=== Texto de origen ===

El summum del edificio es la torre, o sea, el edificio sin pared medianera con otro edificio, separado. En la Argentina, a las “torres” se las llama countries verticales. Porque, en efecto, su espíritu es abandonar el suelo. Las columnas sobre las que se apoyan son el contacto mínimo necesario con el piso del barrio, como las patas de una mesa en las que alguien se sube cuando aparece un ratón u otra cosa atemorizante. Únicamente se comparte el suelo como fatalidad inevitable. Pero las torres expresan una racionalidad, una subjetividad, que las excede (andamos por la ciudad como minitorrecitas con el mínimo contacto necesario con el piso y lxs vecinxs); un modo de pensar según el cual la tierra, los “terrenos”, no valen tanto ya como tierra, porque se mira su virtualidad, o, en otras palabras, su especulación: si a este suelo le ponemos un espejo y a ese espejo otro espejo y a ese otro espejo, tenemos torre.

=== Datos proporcionados ===

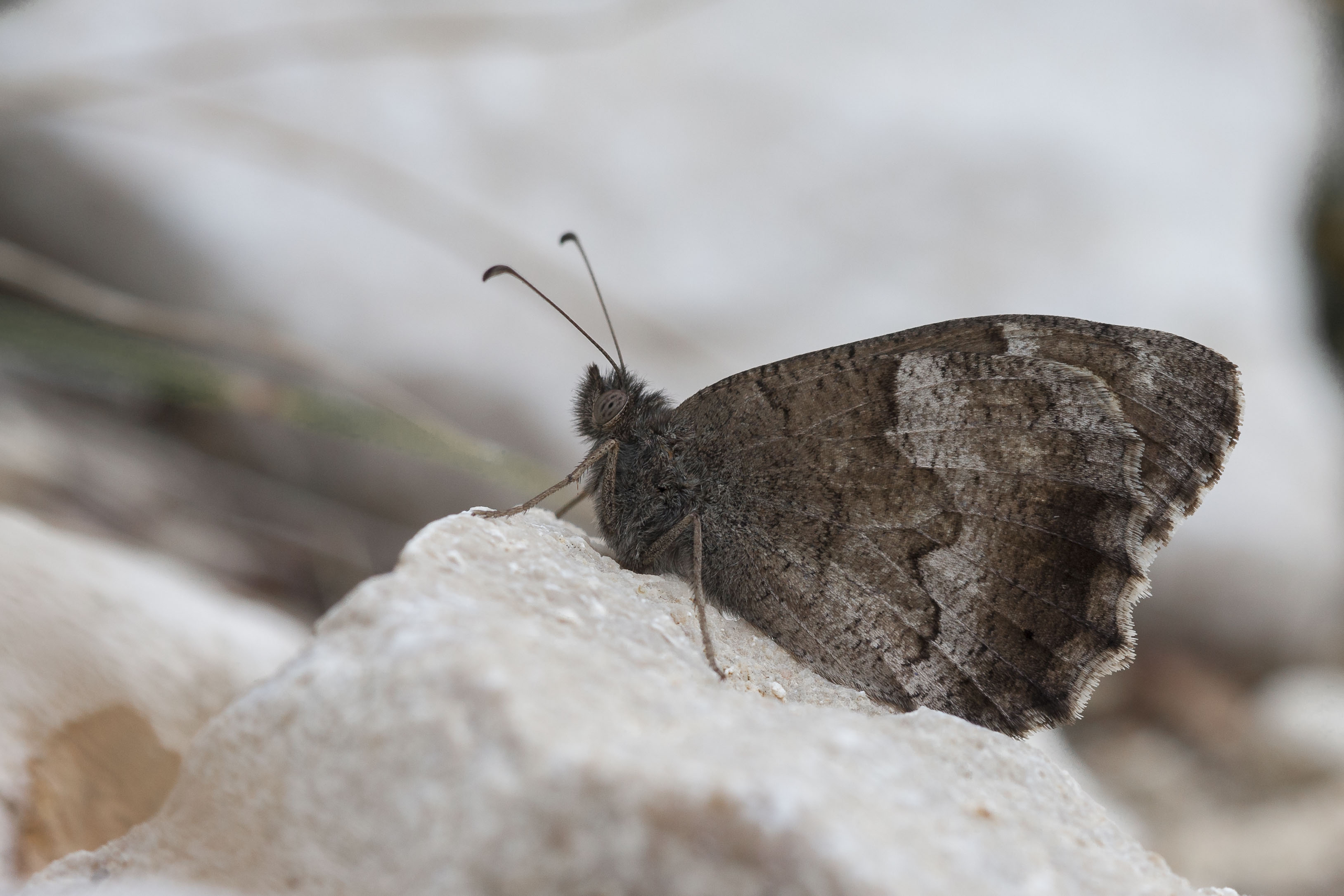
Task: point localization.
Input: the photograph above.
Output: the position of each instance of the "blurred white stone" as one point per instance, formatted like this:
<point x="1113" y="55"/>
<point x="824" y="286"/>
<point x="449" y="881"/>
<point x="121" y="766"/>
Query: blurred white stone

===

_Consigna_: Continúe el texto sobre las torres a partir de su última oración.

_Respuesta esperada_:
Buenos Aires, Rosario, La Plata y muchas otras ciudades y pueblos argentinos están emplazadas en una de las llanuras más grandes del mundo (en el caso de Buenos Aires, quizás el estuario descomunal del Río de la Plata sea una especulación primera de la pampa). Y en el campo, en llano abierto, el cielo está por todos lados. El mundo es una esfera cuyo borde está por todas partes y su centro está en nosotros. ¿No es el sentimiento más justo para lo vivo el de ser el centro del mundo y a la vez poder concebir democráticamente que todxs somos centros del mundo? No obstante, en la ciudad, si un urbanita cabizbajo alza la vista hacia el frente o en derredor, no verá el cielo. Vivimos en un rincón. Y es necesario torcer el cuello para mirar hacia arriba, si queremos ver el cielo. Las torres, los edificios, ofrecen –para algunxs– el acceso a una vista panorámica de la ciudad y expulsan el cielo de la vida terrenal.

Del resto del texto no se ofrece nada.